**原始文档**:
# # #

这是对后边的shared memory, global memory等的总称

可分为linear memory和 CUDA arrays

CUDA arrays为纹理获取做了优化，见纹理存储器

对于线性存储器，一般用以下函数处理：

函数	描述
cudaMalloc()
cudaMemcpy()
cudaMallocPitch()	2D,返回的pitch需要在访问时使用
cudaMemcpy2D()	2D
cudaMalloc3D()	3D
cudaMemcpy3D()	3D
cudaFree()

cudaMallocPitch例子

// Host code
int width = 64, height = 64;
float* devPtr;
size_t pitch;
cudaMallocPitch(&devPtr, &pitch,
width * sizeof(float), height);
MyKernel<<<100, 512>>>(devPtr, pitch, width, height);

// Device code
__global__ void MyKernel(float* devPtr,
size_t pitch, int width, int height)
{
for (int r = 0; r < height; ++r) {
float* row = (float*)((char*)devPtr + r * pitch);
for (int c = 0; c < width; ++c) {
float element = row[c];
}
}
}

2 shared Memory

2.1 不使用共享内存

对于C中每个元素，使用一个线程去计算。

共访问全局存储器次数：对矩阵A中的每个元素，共B.width次，对矩阵B中的元素，共访问了A.height次

2.2 使用共享内存

本质上还是，使用一个线程去计算C中的一个元素。只是角度不一样了，一个block计算一个Csub，一个block中的线程计算一个Csub中的元素。

# # #

**任务目标 A**: 请更新数据行中从包含“Where can you find the window with”的那一行起直至数据行末尾的各行（首尾两行均包括在内），把其中的“Show each one”全部替换为“Mark each one”，其余内容保持不变，只给出这些行。
**任务目标 B**: 请从这篇关于CUDA存储器的原文最后一句之后接着续写。
上面的原文与下面的数据行是彼此独立的两份材料。

**提供材料**:
# # #

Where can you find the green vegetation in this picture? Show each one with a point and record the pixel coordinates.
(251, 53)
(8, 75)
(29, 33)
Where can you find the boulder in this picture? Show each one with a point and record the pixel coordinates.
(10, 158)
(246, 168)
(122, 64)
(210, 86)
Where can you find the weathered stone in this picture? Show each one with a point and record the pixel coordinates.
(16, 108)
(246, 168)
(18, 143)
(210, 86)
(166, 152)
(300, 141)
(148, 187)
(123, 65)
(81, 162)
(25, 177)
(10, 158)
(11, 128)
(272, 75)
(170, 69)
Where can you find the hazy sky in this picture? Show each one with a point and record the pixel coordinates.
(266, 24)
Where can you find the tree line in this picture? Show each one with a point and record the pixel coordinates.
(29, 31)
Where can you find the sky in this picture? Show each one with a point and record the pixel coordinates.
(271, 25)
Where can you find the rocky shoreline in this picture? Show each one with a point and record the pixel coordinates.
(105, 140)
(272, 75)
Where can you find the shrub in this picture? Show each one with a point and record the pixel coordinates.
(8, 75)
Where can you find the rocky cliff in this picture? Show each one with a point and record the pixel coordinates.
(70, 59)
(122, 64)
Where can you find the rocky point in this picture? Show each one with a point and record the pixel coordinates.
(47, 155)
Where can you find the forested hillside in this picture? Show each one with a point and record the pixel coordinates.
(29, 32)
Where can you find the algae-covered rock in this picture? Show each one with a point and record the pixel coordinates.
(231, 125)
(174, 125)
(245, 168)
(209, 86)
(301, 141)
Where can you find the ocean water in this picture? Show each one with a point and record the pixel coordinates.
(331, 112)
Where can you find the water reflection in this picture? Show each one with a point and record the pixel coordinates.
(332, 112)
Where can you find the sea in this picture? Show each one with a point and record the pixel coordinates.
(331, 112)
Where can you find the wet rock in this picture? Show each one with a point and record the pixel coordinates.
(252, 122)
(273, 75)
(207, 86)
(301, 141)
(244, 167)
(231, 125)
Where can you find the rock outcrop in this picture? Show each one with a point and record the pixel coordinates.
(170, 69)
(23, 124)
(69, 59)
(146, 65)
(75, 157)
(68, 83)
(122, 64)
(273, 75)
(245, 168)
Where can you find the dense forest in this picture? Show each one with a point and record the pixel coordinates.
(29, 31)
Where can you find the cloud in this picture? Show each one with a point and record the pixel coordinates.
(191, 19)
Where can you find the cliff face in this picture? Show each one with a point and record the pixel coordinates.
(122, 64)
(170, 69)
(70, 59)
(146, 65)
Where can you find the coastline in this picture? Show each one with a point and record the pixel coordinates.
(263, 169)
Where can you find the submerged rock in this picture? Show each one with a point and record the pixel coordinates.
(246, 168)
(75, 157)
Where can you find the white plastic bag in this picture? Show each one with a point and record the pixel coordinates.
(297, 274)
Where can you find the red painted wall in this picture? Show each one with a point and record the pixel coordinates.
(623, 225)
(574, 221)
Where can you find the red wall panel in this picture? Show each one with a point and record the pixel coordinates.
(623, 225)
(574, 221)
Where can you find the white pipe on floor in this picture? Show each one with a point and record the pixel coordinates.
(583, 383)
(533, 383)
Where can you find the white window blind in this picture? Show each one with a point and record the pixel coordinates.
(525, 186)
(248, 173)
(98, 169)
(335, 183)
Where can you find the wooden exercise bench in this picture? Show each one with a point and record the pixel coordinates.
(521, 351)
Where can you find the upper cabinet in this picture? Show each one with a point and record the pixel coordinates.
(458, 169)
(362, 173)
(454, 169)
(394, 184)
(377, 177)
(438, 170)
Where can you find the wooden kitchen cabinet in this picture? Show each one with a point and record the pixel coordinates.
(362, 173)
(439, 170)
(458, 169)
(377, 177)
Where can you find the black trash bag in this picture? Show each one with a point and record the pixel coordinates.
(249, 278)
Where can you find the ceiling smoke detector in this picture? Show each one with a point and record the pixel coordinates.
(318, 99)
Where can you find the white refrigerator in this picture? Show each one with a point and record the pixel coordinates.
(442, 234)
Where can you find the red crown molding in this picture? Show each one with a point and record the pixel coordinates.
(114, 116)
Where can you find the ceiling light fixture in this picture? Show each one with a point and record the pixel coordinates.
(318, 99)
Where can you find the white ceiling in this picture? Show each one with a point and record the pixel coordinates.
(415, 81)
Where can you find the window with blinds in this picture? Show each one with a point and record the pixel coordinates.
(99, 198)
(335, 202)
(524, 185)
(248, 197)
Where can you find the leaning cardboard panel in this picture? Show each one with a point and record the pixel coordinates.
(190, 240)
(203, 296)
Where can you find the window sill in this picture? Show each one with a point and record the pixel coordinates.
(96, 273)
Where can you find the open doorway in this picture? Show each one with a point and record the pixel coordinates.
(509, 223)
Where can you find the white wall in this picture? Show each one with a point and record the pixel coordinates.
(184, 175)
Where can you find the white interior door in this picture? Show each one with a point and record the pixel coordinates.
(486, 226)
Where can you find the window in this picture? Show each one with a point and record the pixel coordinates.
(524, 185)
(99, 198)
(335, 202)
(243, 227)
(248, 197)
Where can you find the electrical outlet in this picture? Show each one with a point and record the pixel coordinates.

# # #

**预期答案 A**:
Where can you find the window with blinds in this picture? Mark each one with a point and record the pixel coordinates.
(99, 198)
(335, 202)
(524, 185)
(248, 197)
Where can you find the leaning cardboard panel in this picture? Mark each one with a point and record the pixel coordinates.
(190, 240)
(203, 296)
Where can you find the window sill in this picture? Mark each one with a point and record the pixel coordinates.
(96, 273)
Where can you find the open doorway in this picture? Mark each one with a point and record the pixel coordinates.
(509, 223)
Where can you find the white wall in this picture? Mark each one with a point and record the pixel coordinates.
(184, 175)
Where can you find the white interior door in this picture? Mark each one with a point and record the pixel coordinates.
(486, 226)
Where can you find the window in this picture? Mark each one with a point and record the pixel coordinates.
(524, 185)
(99, 198)
(335, 202)
(243, 227)
(248, 197)
Where can you find the electrical outlet in this picture? Mark each one with a point and record the pixel coordinates.

**预期答案 B**:
策略是，对于同一个block中的线程，只读取一次全局存储器。

共访问全局存储器次数：对矩阵A中的每个元素，共(B.width/block_size)次，对矩阵B中的元素，共访问了(A.height/block_size)次

共享存储器示例代码见最后一部分

3 Page-Locked Host Memory

分页锁定主机存储器（也叫pinned），区别为malloc()分配的可分页的主机存储器（可分页为操作系统策略，将导致内存中只保存部分数据）

分页锁定主机存储器资源有限，比可分页的要容易分配失败。

相关函数：

函数	说明
cudaHostAlloc()
cudaFreeHost()
cudaHostRegister()	分页锁定一段malloc()分配的内存

类别

中文	英文	说明	符号
可分享存储器	Portable Memory		cudaHostAllocPortable, cudaHostRegisterPortable
写结合存储器	Write-Combining Memory
映射存储器	Mapped Memory

4 Texture Memory

5 Surface Memory

相关代码

共享存储器示例代码：

// Matrices are stored in row-major order:
// M(row, col) = *(M.elements + row * M.stride + col)
typedef struct {
int width;
int height;
int stride;
float* elements;
} Matrix;

// Get a matrix element
__device__ float GetElement(const Matrix A, int row, int col)
{
return A.elements[row * A.stride + col];
}

// Set a matrix element
__device__ void SetElement(Matrix A, int row, int col,
float value)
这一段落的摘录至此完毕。